• _WORK REQUIRED_
Output the data verbatim, minus the images.

*** Begin section ***

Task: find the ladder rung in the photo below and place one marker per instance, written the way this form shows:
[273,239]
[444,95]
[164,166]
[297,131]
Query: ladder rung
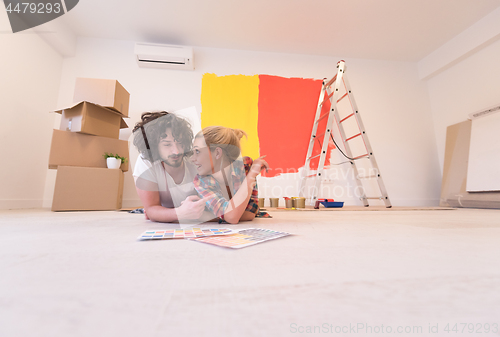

*** End section ***

• _OUTPUT OF THE EXERCISE_
Task: find the ladder rung in the photo below and place one marker per instance, written the way this form shows:
[273,239]
[444,95]
[164,166]
[297,131]
Query: ladder rung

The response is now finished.